**CONSIGNE**
Recopiez à l'identique le passage du texte sur l'anti-impérialisme, ci-dessous, depuis « Bien que le » jusqu'à « des années 1870. ».

Bien que le terme impérialisme ait été utilisé dans la langue française au cours XIXe siècle pour désigner la politique de conquête de Napoléon[2] et le « système de gouvernement et de domination de l'Empire romain »[3], la signification contemporaine de l'impérialisme, sur laquelle la théorie anti-impérialiste repose, est apparue au cours de la seconde moitié de XIXe siècle, à partir de l'anglais imperialism qui désigne d'abord la politique coloniale d'extension de l'Empire britannique sous le premier ministre britannique Benjamin Disraeli au cours des années 1870.
La théorie anti-impérialiste se développe au début du XXe siècle dans les écrits de John Atkinson Hobson, dans son livre Imperialism: A Study notamment. L'anti-impérialisme est aussi une notion cruciale du marxisme-léninisme. Le concept, qui diffère de l'usage commun, est approfondi dans le livre de 1917 L'Impérialisme, stade suprême du capitalisme de Lénine entre autres. Dans la théorie marxiste, l'impérialisme est un stade du capitalisme au cours duquel le capital financier supplante toutes les autres formes du capital[4]. L'anti-impérialisme a été l'une des orientations revendiquées par l'URSS, la Chine, Cuba et autres pays communistes depuis la seconde moitié du XXe siècle, et a notamment servi comme argument de propagande antiaméricaine.

**DONNÉES ENREGISTRÉES**
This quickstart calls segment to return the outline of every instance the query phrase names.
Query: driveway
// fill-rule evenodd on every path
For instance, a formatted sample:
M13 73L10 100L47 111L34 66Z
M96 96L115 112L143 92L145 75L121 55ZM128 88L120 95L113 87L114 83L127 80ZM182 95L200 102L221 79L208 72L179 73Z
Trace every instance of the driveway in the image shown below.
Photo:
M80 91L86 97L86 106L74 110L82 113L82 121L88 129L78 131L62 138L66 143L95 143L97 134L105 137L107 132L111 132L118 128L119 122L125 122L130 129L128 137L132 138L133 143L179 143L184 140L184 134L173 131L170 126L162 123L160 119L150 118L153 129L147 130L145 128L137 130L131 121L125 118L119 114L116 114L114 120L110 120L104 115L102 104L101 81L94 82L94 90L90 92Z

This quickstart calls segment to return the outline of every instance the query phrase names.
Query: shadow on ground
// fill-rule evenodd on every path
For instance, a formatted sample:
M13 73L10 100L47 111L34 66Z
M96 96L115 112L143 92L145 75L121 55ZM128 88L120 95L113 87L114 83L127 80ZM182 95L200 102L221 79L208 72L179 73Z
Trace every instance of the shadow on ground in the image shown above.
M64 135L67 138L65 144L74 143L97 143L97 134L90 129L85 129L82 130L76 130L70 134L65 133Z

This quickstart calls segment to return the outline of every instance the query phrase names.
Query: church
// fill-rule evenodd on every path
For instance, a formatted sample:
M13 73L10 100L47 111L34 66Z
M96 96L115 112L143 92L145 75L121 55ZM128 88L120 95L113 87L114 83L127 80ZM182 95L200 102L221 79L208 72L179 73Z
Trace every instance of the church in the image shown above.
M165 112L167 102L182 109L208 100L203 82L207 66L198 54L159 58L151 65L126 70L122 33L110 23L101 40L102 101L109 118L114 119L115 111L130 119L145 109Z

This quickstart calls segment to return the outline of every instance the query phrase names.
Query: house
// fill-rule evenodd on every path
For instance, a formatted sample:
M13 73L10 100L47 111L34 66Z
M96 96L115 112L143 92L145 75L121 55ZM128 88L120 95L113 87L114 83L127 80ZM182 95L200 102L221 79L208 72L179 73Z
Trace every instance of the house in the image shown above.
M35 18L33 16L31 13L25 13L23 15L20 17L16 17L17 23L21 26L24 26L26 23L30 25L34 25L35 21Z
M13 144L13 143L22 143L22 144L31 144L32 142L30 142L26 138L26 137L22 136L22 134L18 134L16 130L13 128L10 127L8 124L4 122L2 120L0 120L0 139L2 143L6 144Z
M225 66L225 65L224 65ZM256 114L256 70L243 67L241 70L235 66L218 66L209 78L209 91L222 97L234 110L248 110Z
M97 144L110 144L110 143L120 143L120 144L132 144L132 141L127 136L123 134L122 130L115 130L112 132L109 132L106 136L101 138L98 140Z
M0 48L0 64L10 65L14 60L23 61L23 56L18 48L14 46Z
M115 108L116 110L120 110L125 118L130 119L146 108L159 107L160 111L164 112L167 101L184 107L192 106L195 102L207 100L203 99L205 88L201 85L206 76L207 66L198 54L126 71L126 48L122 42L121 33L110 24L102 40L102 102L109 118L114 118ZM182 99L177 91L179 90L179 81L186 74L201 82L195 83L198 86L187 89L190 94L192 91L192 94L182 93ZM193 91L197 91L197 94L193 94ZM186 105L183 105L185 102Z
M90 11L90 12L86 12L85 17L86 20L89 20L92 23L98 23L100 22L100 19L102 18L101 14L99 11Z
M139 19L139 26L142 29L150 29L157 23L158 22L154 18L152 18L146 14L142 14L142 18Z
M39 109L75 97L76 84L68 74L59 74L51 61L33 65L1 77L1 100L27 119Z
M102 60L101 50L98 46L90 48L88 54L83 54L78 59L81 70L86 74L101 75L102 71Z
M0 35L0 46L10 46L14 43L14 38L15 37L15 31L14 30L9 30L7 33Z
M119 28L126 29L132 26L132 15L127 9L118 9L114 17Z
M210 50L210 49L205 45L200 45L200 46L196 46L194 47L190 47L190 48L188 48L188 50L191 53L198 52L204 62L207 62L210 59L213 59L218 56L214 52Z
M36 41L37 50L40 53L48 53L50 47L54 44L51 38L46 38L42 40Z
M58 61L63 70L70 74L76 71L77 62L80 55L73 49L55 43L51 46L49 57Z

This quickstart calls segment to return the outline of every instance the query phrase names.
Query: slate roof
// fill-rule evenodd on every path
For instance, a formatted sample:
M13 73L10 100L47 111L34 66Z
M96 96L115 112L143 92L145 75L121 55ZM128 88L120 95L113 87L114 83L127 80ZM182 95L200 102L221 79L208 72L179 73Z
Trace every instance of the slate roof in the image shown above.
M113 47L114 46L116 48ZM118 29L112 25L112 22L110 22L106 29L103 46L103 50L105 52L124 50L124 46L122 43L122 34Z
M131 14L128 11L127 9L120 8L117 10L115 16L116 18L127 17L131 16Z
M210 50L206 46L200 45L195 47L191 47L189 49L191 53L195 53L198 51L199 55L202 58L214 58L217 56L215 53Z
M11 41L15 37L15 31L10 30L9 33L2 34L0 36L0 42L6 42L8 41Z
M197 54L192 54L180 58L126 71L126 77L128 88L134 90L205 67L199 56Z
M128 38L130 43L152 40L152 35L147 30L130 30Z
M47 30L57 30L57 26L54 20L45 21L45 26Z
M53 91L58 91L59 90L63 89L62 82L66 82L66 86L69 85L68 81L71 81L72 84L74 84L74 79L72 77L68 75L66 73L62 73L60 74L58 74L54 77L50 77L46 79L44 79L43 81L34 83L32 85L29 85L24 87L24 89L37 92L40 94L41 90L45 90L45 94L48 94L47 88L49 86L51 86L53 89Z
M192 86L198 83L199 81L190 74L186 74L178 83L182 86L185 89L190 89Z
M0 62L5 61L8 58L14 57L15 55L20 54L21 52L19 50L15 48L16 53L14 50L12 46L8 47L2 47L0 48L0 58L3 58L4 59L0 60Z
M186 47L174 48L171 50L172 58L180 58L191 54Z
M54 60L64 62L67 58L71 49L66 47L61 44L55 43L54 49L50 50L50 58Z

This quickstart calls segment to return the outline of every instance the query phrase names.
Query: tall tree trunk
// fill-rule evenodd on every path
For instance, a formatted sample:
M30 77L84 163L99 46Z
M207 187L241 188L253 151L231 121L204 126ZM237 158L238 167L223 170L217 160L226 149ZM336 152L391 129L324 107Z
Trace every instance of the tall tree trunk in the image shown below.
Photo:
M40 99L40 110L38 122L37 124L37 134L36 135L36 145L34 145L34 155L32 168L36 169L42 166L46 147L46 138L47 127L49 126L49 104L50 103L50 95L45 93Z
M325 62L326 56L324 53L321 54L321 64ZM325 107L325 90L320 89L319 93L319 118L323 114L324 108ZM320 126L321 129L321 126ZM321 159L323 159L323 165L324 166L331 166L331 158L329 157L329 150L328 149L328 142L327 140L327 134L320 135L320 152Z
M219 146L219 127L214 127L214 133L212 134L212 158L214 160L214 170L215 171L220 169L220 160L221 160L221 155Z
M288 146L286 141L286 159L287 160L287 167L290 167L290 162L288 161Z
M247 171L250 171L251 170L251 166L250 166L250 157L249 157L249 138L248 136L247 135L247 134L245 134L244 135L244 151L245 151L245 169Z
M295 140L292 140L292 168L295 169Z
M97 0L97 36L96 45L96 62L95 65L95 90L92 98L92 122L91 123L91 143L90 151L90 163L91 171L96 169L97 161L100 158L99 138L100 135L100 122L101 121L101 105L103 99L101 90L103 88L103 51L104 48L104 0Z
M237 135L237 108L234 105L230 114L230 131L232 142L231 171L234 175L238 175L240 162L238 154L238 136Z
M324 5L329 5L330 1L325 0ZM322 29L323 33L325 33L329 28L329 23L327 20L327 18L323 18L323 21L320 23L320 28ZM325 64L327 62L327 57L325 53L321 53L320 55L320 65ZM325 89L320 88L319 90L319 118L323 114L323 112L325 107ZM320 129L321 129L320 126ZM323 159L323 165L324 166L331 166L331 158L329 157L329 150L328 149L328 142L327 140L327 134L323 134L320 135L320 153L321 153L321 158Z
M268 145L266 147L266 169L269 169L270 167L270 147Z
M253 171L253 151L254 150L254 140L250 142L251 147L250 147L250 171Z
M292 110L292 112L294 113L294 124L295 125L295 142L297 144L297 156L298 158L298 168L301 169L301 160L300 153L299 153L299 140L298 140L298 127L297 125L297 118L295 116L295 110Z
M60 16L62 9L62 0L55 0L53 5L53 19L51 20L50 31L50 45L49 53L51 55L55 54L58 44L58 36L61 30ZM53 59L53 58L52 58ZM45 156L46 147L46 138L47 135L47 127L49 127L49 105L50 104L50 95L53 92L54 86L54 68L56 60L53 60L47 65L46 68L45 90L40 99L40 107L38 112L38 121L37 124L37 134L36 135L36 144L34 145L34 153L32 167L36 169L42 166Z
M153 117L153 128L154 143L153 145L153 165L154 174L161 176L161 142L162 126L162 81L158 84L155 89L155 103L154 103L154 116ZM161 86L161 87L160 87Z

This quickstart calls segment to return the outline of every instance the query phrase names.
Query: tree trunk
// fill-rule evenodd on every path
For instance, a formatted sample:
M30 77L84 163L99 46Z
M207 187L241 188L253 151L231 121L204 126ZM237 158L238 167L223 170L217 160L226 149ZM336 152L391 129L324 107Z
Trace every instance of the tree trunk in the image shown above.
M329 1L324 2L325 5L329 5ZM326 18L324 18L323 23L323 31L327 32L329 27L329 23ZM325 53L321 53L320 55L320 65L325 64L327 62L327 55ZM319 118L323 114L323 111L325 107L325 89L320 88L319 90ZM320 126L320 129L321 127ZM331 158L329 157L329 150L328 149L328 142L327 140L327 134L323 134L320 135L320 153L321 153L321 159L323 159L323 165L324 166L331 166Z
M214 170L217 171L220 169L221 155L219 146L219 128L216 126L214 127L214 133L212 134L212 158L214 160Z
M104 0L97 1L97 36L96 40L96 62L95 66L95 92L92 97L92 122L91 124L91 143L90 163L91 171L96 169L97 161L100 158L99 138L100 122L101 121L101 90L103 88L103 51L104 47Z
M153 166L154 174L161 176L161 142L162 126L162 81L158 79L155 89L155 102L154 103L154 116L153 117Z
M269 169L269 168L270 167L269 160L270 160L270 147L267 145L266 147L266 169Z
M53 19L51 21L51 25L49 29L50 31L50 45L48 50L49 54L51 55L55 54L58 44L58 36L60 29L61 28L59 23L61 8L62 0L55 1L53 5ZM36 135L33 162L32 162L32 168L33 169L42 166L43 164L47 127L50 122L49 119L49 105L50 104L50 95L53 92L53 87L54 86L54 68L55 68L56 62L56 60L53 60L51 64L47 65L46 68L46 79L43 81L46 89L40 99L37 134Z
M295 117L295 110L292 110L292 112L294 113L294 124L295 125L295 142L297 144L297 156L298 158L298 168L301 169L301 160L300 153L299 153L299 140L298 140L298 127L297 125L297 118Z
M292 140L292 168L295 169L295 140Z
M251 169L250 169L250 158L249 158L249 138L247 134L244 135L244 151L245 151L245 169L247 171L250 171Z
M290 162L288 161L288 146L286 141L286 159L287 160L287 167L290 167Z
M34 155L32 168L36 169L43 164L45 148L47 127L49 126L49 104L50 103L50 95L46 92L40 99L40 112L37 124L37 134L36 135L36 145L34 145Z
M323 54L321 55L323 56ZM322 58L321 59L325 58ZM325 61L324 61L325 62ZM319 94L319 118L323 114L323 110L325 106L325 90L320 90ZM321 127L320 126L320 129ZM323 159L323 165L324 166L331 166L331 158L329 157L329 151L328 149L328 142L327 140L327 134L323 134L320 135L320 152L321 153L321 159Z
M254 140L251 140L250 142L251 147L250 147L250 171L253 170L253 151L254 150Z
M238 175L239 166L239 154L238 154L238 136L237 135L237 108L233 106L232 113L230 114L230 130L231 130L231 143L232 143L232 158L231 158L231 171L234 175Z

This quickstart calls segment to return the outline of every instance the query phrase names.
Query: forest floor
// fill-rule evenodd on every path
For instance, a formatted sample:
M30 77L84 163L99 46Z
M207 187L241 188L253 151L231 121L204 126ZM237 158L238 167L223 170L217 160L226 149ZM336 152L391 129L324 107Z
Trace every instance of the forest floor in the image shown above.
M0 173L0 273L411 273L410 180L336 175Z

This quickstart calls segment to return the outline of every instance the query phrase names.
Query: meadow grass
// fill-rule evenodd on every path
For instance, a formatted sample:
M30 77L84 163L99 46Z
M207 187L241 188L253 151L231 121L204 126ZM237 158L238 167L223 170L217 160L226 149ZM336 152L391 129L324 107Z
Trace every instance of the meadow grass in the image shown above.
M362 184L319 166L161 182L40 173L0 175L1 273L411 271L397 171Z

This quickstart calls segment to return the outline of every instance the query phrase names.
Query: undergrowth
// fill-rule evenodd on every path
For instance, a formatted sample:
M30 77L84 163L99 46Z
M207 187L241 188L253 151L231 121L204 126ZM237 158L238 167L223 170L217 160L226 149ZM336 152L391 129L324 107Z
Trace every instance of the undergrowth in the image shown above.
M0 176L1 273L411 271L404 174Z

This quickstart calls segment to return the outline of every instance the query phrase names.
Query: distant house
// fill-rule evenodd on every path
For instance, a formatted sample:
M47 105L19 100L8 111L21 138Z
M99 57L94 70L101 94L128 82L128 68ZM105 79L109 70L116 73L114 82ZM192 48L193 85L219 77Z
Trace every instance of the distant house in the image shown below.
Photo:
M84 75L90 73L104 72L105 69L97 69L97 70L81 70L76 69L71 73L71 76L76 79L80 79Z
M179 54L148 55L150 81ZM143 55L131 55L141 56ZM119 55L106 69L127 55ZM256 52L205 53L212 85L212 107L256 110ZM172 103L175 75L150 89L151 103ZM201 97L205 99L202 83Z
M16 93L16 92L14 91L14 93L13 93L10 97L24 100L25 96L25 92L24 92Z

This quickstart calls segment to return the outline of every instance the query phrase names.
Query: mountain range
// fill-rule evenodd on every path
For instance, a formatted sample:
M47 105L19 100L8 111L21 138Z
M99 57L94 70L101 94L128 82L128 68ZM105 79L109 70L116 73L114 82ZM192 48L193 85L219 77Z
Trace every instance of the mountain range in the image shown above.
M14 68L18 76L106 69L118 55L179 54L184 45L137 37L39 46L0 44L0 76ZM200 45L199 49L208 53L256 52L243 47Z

**RÉPONSE**
Bien que le terme impérialisme ait été utilisé dans la langue française au cours XIXe siècle pour désigner la politique de conquête de Napoléon[2] et le « système de gouvernement et de domination de l'Empire romain »[3], la signification contemporaine de l'impérialisme, sur laquelle la théorie anti-impérialiste repose, est apparue au cours de la seconde moitié de XIXe siècle, à partir de l'anglais imperialism qui désigne d'abord la politique coloniale d'extension de l'Empire britannique sous le premier ministre britannique Benjamin Disraeli au cours des années 1870.